Социотехническое же проектирование выходит за пределы традиционной схемы
"наука-инженерия-производство" и замыкается на самые разнообразные
виды социальной практики (например, на обучение, обслуживание и т.д.), где
классическая инженерная установка перестает действовать, а иногда имеет и
отрицательное значение. Все это ведет к изменению самого содержания проектной
деятельности, которое прорывает ставшие для него узкими рамки инженерной
деятельности и становится самостоятельной сферой современной культуры.
Социотехническая
установка современного проектирования оказывает влияние на все сферы инженерной
деятельности и всю техносферу. Это выражается прежде всего в признании
необходимости социальной, экологической (и аналогичных) оценки техники, в
осознании громадной степени социальной ответственности инженера и
проектировщика.
Проблема оценки социальных,
экологических и других последствий техники
Цели современной инженерной
деятельности и ее последствия
Инженер
обязан прислушиваться не только к голосу ученых и технических специалистов и
голосу собственной совести, но и к общественному мнению, особенно если
результаты его работы могут повлиять на здоровье и образ жизни людей, затронуть
памятники культуры, нарушить равновесие природной среды и т.д. Когда влияние
инженерной деятельности становится глобальным, ее решения перестают быть узко
профессиональным делом, становятся предметом всеобщего обсуждения, а иногда и
осуждения. И хотя научно-техническая разработка остается делом специалистов,
принятие решения по такого рода проектам - прерогатива общества. Никакие ссылки
на экономическую, техническую и даже государственную целесообразность не могут
оправдать социального, морального, психологического, экологического ущерба,
который может быть следствием реализации некоторых проектов. Их открытое
обсуждение, разъяснение достоинств и недостатков, конструктивная и объективная
критика в широкой печати, социальная экспертиза, выдвижение альтернативных
проектов и планов становятся важнейшим атрибутом современной жизни, неизбежным
условием и следствием ее демократизации.
Изначальная
цель инженерной деятельности - служить человеку, удовлетворению его
потребностей и нужд. Однако современная техника часто употребляется во вред
человеку и даже человечеству в целом. Это относится не только к использованию
техники для целенаправленного уничтожения людей, но также к повседневной
эксплуатации инженерно-технических устройств. Если инженер и проектировщик не
предусмотрели того, что, наряду с точными экономическими и четкими техническими
требованиями эксплуатации, должны быть соблюдены также и требования
безопасного, бесшумного, удобного, экологичного применения инженерных
устройств, то из средства служения людям техника может стать враждебной
человеку и даже подвергнуть опасности само его существование на Земле. Эта
особенность современной ситуации выдвигает на первый план проблему этики и
социальной ответственности инженера и проектировщика перед обществом и
отдельными людьми.
++++++++++++++++++++
Набор заданий
(a) Перепишите из отрывка без изменений фрагмент между «Социотехническое же проектирование» и «проектировщика.» включительно.
(b) Назовите все виды ущерба, которые, согласно отрывку, не могут оправдать никакие ссылки на целесообразность.
Строки ниже здесь не используются.

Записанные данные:
++++++++++++++++++++
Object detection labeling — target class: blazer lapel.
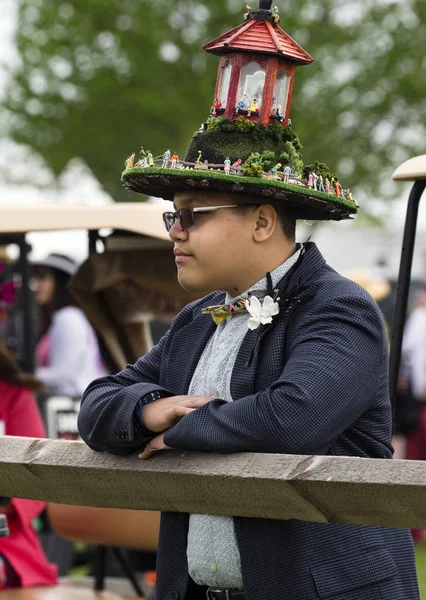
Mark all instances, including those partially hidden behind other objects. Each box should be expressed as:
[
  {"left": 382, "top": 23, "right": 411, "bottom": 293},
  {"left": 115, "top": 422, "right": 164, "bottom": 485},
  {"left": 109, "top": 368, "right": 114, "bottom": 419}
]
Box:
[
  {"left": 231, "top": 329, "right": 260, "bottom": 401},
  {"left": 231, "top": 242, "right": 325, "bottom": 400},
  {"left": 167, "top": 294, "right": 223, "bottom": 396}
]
++++++++++++++++++++
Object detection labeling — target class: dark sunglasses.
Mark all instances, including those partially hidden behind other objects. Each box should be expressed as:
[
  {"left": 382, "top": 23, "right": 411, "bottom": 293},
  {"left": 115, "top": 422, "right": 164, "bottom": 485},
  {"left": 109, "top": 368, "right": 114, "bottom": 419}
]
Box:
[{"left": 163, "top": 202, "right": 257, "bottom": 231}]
++++++++++++++++++++
Ответы
(a)
Социотехническое же проектирование выходит за пределы традиционной схемы
"наука-инженерия-производство" и замыкается на самые разнообразные
виды социальной практики (например, на обучение, обслуживание и т.д.), где
классическая инженерная установка перестает действовать, а иногда имеет и
отрицательное значение. Все это ведет к изменению самого содержания проектной
деятельности, которое прорывает ставшие для него узкими рамки инженерной
деятельности и становится самостоятельной сферой современной культуры.
Социотехническая
установка современного проектирования оказывает влияние на все сферы инженерной
деятельности и всю техносферу. Это выражается прежде всего в признании
необходимости социальной, экологической (и аналогичных) оценки техники, в
осознании громадной степени социальной ответственности инженера и
проектировщика.

(b) Социальный, моральный, психологический, экологический.